-- Directions for this task --
Return the records below from the line containing "Drop a marker on every instance of the white wristband" onward, exactly, through and including the last line.

Records from a data collection:
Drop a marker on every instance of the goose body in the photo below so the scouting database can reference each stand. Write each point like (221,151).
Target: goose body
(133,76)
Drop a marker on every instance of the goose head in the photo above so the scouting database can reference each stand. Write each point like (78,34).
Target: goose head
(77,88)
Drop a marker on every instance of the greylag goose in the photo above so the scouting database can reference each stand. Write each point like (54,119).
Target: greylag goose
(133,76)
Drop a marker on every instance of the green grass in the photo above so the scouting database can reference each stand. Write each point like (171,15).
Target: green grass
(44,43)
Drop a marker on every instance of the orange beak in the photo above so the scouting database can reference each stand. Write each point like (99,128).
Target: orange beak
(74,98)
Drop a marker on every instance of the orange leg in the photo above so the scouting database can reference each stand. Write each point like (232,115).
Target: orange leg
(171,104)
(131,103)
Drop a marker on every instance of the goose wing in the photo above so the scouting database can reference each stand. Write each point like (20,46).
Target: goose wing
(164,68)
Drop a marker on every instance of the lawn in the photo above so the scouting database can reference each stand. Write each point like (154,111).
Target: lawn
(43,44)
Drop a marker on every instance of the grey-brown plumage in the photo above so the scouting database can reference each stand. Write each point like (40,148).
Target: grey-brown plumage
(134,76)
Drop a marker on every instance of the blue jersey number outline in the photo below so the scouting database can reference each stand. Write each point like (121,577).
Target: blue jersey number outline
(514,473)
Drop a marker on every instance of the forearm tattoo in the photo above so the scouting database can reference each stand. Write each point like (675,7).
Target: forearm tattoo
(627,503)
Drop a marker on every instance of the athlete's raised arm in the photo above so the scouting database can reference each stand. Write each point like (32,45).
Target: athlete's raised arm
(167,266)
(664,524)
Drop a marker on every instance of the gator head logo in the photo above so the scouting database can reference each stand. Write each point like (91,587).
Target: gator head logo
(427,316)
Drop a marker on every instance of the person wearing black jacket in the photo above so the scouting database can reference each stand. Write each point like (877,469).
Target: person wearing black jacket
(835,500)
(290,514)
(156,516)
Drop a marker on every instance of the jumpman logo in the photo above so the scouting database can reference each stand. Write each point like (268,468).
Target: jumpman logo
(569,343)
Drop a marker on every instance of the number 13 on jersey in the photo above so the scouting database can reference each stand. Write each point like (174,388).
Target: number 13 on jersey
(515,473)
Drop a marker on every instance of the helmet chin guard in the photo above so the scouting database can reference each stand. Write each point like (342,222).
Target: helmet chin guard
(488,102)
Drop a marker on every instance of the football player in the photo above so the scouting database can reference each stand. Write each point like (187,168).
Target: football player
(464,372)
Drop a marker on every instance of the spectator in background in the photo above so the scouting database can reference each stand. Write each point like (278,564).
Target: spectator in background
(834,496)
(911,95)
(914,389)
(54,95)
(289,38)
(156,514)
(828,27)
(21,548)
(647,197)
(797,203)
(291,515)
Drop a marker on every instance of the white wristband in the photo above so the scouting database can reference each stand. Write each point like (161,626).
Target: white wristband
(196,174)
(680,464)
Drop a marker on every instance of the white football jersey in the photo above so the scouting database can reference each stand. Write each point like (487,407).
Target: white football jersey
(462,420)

-- Result of this task --
Drop a marker on every instance of the white wristband in the photo above so the scouting database can reference each stand. Write each point like (161,626).
Target: white wristband
(196,174)
(680,464)
Drop a marker on every instance of the white football jersey in the photo above so the scouting database can reference each stand. Write each point like (487,407).
Target: white football jersey
(462,420)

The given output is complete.